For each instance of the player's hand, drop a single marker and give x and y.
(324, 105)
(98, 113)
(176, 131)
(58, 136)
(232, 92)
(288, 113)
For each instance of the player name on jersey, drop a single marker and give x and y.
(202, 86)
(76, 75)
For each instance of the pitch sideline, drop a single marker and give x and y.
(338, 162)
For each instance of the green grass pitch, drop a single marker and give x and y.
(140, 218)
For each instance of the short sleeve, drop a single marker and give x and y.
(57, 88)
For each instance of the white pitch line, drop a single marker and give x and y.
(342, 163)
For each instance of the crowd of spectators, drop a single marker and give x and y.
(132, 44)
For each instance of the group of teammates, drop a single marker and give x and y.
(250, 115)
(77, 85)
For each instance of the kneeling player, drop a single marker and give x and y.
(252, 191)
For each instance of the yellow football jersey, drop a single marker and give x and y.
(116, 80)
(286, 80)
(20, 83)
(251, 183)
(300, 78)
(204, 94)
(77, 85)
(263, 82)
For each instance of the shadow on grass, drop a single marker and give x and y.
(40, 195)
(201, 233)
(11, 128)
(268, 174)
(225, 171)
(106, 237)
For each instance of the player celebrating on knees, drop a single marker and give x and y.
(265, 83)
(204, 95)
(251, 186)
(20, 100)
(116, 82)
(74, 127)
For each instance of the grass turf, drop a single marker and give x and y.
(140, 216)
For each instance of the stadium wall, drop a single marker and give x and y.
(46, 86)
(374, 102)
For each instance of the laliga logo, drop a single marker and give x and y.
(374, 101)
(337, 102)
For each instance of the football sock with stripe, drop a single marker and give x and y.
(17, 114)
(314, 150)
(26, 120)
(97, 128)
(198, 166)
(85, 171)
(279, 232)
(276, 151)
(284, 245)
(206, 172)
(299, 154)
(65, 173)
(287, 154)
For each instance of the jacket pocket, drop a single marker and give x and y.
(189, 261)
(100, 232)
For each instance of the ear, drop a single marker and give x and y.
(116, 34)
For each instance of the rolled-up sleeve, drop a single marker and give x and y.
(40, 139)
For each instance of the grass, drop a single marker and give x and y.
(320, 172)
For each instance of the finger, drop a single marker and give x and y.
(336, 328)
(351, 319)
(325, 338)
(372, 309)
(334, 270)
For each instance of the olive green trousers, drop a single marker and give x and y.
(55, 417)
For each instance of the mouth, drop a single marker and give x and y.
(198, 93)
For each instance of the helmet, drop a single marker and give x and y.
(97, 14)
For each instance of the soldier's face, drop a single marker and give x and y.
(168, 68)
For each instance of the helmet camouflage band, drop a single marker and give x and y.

> _Problem to work on_: Return exactly the lines in the records above, beginning with the one that holds "For each instance of the ear, drop" and ending with the last.

> _Answer box_:
For each instance of the ear, drop a single marker and give x and y.
(116, 34)
For each instance of the rolled-up sleeve, drop a single marker and give x and y.
(40, 139)
For each instance of the grass, drop a single marker and give x and y.
(320, 172)
For each instance of the finger, drop a single marker and give x and y.
(336, 328)
(351, 319)
(325, 338)
(372, 309)
(334, 270)
For each instance of the olive green trousers, drop a single marker and give x and y.
(55, 417)
For each instance of the mouth, drop a single marker and give x and y.
(198, 93)
For each instance of the helmet, drop a single marker and give x and y.
(97, 14)
For each instance of the soldier's face, drop a single marker and give x and y.
(168, 68)
For each instance of the helmet camouflage band, drop a single marker and give x and y.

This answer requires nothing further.